— Start of Data to use —

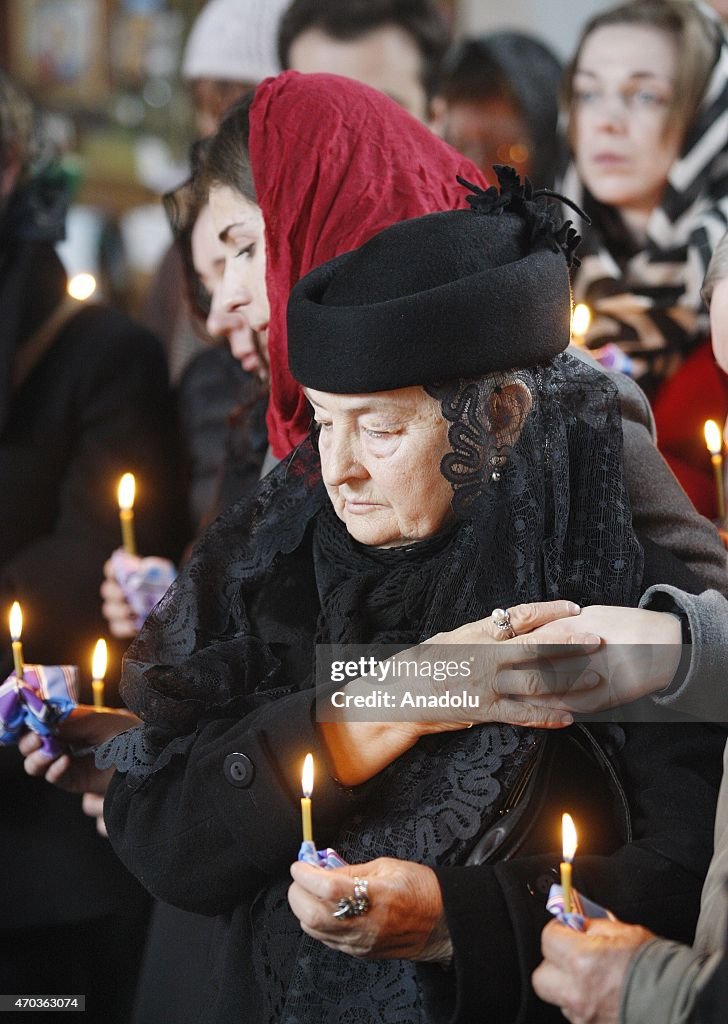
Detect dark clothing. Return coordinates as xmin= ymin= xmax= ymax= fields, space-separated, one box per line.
xmin=105 ymin=479 xmax=724 ymax=1024
xmin=177 ymin=345 xmax=268 ymax=531
xmin=0 ymin=235 xmax=179 ymax=1024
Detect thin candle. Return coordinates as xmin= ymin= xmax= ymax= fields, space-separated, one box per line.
xmin=10 ymin=601 xmax=23 ymax=679
xmin=91 ymin=639 xmax=108 ymax=708
xmin=301 ymin=754 xmax=313 ymax=843
xmin=571 ymin=302 xmax=592 ymax=347
xmin=561 ymin=814 xmax=576 ymax=913
xmin=703 ymin=420 xmax=726 ymax=522
xmin=119 ymin=473 xmax=136 ymax=555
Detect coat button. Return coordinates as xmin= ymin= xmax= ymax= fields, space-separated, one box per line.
xmin=222 ymin=754 xmax=255 ymax=790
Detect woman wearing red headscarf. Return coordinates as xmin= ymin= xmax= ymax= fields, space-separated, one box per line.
xmin=207 ymin=72 xmax=484 ymax=458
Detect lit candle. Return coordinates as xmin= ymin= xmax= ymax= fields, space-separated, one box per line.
xmin=10 ymin=601 xmax=23 ymax=679
xmin=561 ymin=814 xmax=576 ymax=913
xmin=703 ymin=420 xmax=726 ymax=522
xmin=119 ymin=473 xmax=136 ymax=555
xmin=571 ymin=302 xmax=592 ymax=348
xmin=66 ymin=272 xmax=96 ymax=302
xmin=301 ymin=754 xmax=313 ymax=843
xmin=91 ymin=640 xmax=106 ymax=708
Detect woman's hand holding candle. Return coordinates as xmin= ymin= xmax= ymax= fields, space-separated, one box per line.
xmin=17 ymin=705 xmax=141 ymax=796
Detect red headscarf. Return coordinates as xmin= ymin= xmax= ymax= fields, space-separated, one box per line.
xmin=249 ymin=72 xmax=485 ymax=458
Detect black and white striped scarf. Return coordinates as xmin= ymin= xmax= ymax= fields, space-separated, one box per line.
xmin=559 ymin=11 xmax=728 ymax=395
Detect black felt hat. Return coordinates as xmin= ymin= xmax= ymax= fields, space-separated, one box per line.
xmin=288 ymin=168 xmax=579 ymax=394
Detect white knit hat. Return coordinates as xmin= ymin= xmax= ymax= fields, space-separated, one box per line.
xmin=182 ymin=0 xmax=290 ymax=84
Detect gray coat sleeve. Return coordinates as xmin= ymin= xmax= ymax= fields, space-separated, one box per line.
xmin=619 ymin=939 xmax=722 ymax=1024
xmin=640 ymin=584 xmax=728 ymax=722
xmin=623 ymin=420 xmax=728 ymax=595
xmin=568 ymin=345 xmax=728 ymax=596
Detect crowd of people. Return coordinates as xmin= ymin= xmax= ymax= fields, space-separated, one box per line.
xmin=0 ymin=0 xmax=728 ymax=1024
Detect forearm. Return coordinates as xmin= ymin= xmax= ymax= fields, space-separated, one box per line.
xmin=619 ymin=939 xmax=721 ymax=1024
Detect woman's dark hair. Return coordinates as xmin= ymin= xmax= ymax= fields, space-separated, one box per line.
xmin=164 ymin=93 xmax=256 ymax=321
xmin=562 ymin=0 xmax=720 ymax=146
xmin=202 ymin=92 xmax=258 ymax=204
xmin=163 ymin=138 xmax=218 ymax=322
xmin=279 ymin=0 xmax=451 ymax=99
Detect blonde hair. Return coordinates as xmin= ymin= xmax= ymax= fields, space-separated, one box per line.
xmin=561 ymin=0 xmax=720 ymax=147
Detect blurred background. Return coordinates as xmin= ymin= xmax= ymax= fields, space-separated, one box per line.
xmin=0 ymin=0 xmax=606 ymax=313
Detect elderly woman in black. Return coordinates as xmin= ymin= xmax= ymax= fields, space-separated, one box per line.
xmin=100 ymin=174 xmax=722 ymax=1024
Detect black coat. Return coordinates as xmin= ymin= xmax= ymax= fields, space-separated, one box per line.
xmin=0 ymin=306 xmax=182 ymax=931
xmin=105 ymin=524 xmax=724 ymax=1024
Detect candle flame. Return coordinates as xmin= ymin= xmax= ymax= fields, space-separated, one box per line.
xmin=91 ymin=639 xmax=108 ymax=679
xmin=561 ymin=814 xmax=576 ymax=863
xmin=119 ymin=473 xmax=136 ymax=510
xmin=10 ymin=601 xmax=23 ymax=640
xmin=301 ymin=754 xmax=313 ymax=797
xmin=67 ymin=273 xmax=96 ymax=302
xmin=702 ymin=420 xmax=723 ymax=455
xmin=571 ymin=302 xmax=592 ymax=338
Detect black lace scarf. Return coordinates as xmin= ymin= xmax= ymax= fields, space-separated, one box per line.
xmin=99 ymin=356 xmax=642 ymax=1024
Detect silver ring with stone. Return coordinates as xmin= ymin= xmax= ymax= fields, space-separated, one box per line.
xmin=333 ymin=877 xmax=369 ymax=919
xmin=490 ymin=608 xmax=517 ymax=640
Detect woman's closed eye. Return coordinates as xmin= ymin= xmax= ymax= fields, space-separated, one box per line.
xmin=626 ymin=89 xmax=670 ymax=106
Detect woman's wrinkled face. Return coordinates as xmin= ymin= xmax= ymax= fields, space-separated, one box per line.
xmin=305 ymin=387 xmax=453 ymax=548
xmin=570 ymin=25 xmax=683 ymax=218
xmin=190 ymin=205 xmax=268 ymax=381
xmin=210 ymin=185 xmax=270 ymax=369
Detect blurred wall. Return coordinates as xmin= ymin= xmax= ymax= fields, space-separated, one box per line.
xmin=457 ymin=0 xmax=616 ymax=58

— End of Data to use —

● **Task directions**
Put every line of the entries above into a Markdown table with two columns, Number and Line, numbering the rows in order and skipping any blank lines. Leave the pictures out of the table.

● **Response to the task**
| Number | Line |
|---|---|
| 1 | Detect dark clothing. Return coordinates as xmin= ymin= xmax= ymax= fields, space-separated, one box per line. |
| 2 | xmin=105 ymin=479 xmax=724 ymax=1024 |
| 3 | xmin=177 ymin=345 xmax=268 ymax=531 |
| 4 | xmin=0 ymin=235 xmax=179 ymax=1024 |
| 5 | Detect thin candle. Return coordinates as xmin= ymin= xmax= ymax= fields, space-separated, one box per line. |
| 6 | xmin=10 ymin=601 xmax=23 ymax=679 |
| 7 | xmin=91 ymin=639 xmax=108 ymax=708 |
| 8 | xmin=301 ymin=754 xmax=313 ymax=843 |
| 9 | xmin=571 ymin=302 xmax=592 ymax=347 |
| 10 | xmin=561 ymin=814 xmax=576 ymax=913 |
| 11 | xmin=703 ymin=420 xmax=726 ymax=522 |
| 12 | xmin=119 ymin=473 xmax=136 ymax=555 |
| 13 | Detect coat button. Return coordinates as xmin= ymin= xmax= ymax= fields, space-separated, one box per line. |
| 14 | xmin=222 ymin=754 xmax=255 ymax=790 |
| 15 | Detect woman wearing red headscarf. Return coordinates as xmin= ymin= xmax= ymax= fields, space-separated, one box per line. |
| 16 | xmin=207 ymin=72 xmax=484 ymax=458 |
| 17 | Detect lit candle. Return coordinates as xmin= ymin= xmax= ymax= fields, space-separated, one box per line. |
| 18 | xmin=10 ymin=601 xmax=23 ymax=679 |
| 19 | xmin=561 ymin=814 xmax=576 ymax=913 |
| 20 | xmin=703 ymin=420 xmax=726 ymax=522 |
| 21 | xmin=119 ymin=473 xmax=136 ymax=555 |
| 22 | xmin=571 ymin=302 xmax=592 ymax=348 |
| 23 | xmin=66 ymin=272 xmax=96 ymax=302 |
| 24 | xmin=301 ymin=754 xmax=313 ymax=843 |
| 25 | xmin=91 ymin=640 xmax=106 ymax=708 |
| 26 | Detect woman's hand holding candle. Return coordinates as xmin= ymin= xmax= ymax= fields, space-separated, one box per line. |
| 27 | xmin=17 ymin=705 xmax=141 ymax=796 |
| 28 | Detect red headscarf. Return coordinates as xmin= ymin= xmax= ymax= fields, space-separated, one box per line. |
| 29 | xmin=249 ymin=72 xmax=485 ymax=458 |
| 30 | Detect black and white striped scarf. Return coordinates as xmin= ymin= xmax= ymax= fields, space-separated, one box per line. |
| 31 | xmin=559 ymin=11 xmax=728 ymax=395 |
| 32 | Detect black felt hat. Return coordinates as xmin= ymin= xmax= ymax= fields, space-separated, one box per line. |
| 33 | xmin=288 ymin=168 xmax=579 ymax=394 |
| 34 | Detect white knit hat. Return coordinates as xmin= ymin= xmax= ymax= fields, space-separated, one box per line. |
| 35 | xmin=182 ymin=0 xmax=290 ymax=84 |
| 36 | Detect gray coat sleeve. Return coordinates as xmin= ymin= xmax= ymax= fields, space-separated, one box per line. |
| 37 | xmin=619 ymin=939 xmax=722 ymax=1024 |
| 38 | xmin=640 ymin=584 xmax=728 ymax=722 |
| 39 | xmin=623 ymin=420 xmax=728 ymax=595 |
| 40 | xmin=568 ymin=345 xmax=728 ymax=596 |
| 41 | Detect crowd of people. Return coordinates as xmin= ymin= xmax= ymax= fields, space-separated, one box per line. |
| 42 | xmin=0 ymin=0 xmax=728 ymax=1024 |
| 43 | Detect forearm. Return coordinates as xmin= ymin= xmax= ymax= fields, space-separated, one box per line. |
| 44 | xmin=619 ymin=939 xmax=721 ymax=1024 |
| 45 | Detect woman's dark hair. Return coordinates as xmin= ymin= xmax= ymax= fields, space-separated, one box per line. |
| 46 | xmin=164 ymin=93 xmax=256 ymax=321 |
| 47 | xmin=562 ymin=0 xmax=720 ymax=146 |
| 48 | xmin=202 ymin=92 xmax=258 ymax=204 |
| 49 | xmin=163 ymin=138 xmax=218 ymax=322 |
| 50 | xmin=279 ymin=0 xmax=451 ymax=99 |
| 51 | Detect blonde hair. Return coordinates as xmin= ymin= xmax= ymax= fields, space-separated, one box per line. |
| 52 | xmin=561 ymin=0 xmax=720 ymax=147 |
| 53 | Detect blurred background. Return coordinates as xmin= ymin= xmax= ymax= fields, space-separated, one box per line. |
| 54 | xmin=0 ymin=0 xmax=606 ymax=313 |
| 55 | Detect elderly woman in black. Return coordinates as xmin= ymin= xmax= ymax= fields, space-separated, one box per line. |
| 56 | xmin=100 ymin=174 xmax=722 ymax=1024 |
| 57 | Detect black coat. Return coordinates as xmin= ymin= xmax= ymax= fields, space-separated, one box per line. |
| 58 | xmin=0 ymin=306 xmax=182 ymax=931 |
| 59 | xmin=105 ymin=524 xmax=724 ymax=1024 |
| 60 | Detect candle flame. Return coordinates as xmin= ymin= xmax= ymax= fields, space-separated, one box per line. |
| 61 | xmin=91 ymin=639 xmax=108 ymax=679 |
| 62 | xmin=561 ymin=814 xmax=576 ymax=863 |
| 63 | xmin=119 ymin=473 xmax=136 ymax=510 |
| 64 | xmin=10 ymin=601 xmax=23 ymax=640 |
| 65 | xmin=301 ymin=754 xmax=313 ymax=797 |
| 66 | xmin=67 ymin=273 xmax=96 ymax=302 |
| 67 | xmin=702 ymin=420 xmax=723 ymax=455 |
| 68 | xmin=571 ymin=302 xmax=592 ymax=338 |
| 69 | Detect black lace scarf. Return coordinates as xmin= ymin= xmax= ymax= fields, space-separated, one box per line. |
| 70 | xmin=99 ymin=356 xmax=642 ymax=1024 |
| 71 | Detect silver ring with stone. Return coordinates as xmin= ymin= xmax= ymax= fields, space-separated, one box per line. |
| 72 | xmin=333 ymin=877 xmax=369 ymax=919 |
| 73 | xmin=490 ymin=608 xmax=517 ymax=640 |
| 74 | Detect woman's closed eye. Return coordinates as xmin= ymin= xmax= ymax= fields, space-separated, one box per line. |
| 75 | xmin=626 ymin=89 xmax=670 ymax=106 |
| 76 | Detect woman's wrinkled face. Return coordinates as xmin= ymin= xmax= ymax= fields, space-separated, one box per line. |
| 77 | xmin=305 ymin=387 xmax=453 ymax=548 |
| 78 | xmin=570 ymin=25 xmax=683 ymax=218 |
| 79 | xmin=190 ymin=205 xmax=268 ymax=381 |
| 80 | xmin=210 ymin=185 xmax=270 ymax=369 |
| 81 | Detect blurred wall. Return coordinates as xmin= ymin= xmax= ymax= fields, space-separated, one box per line. |
| 82 | xmin=457 ymin=0 xmax=616 ymax=58 |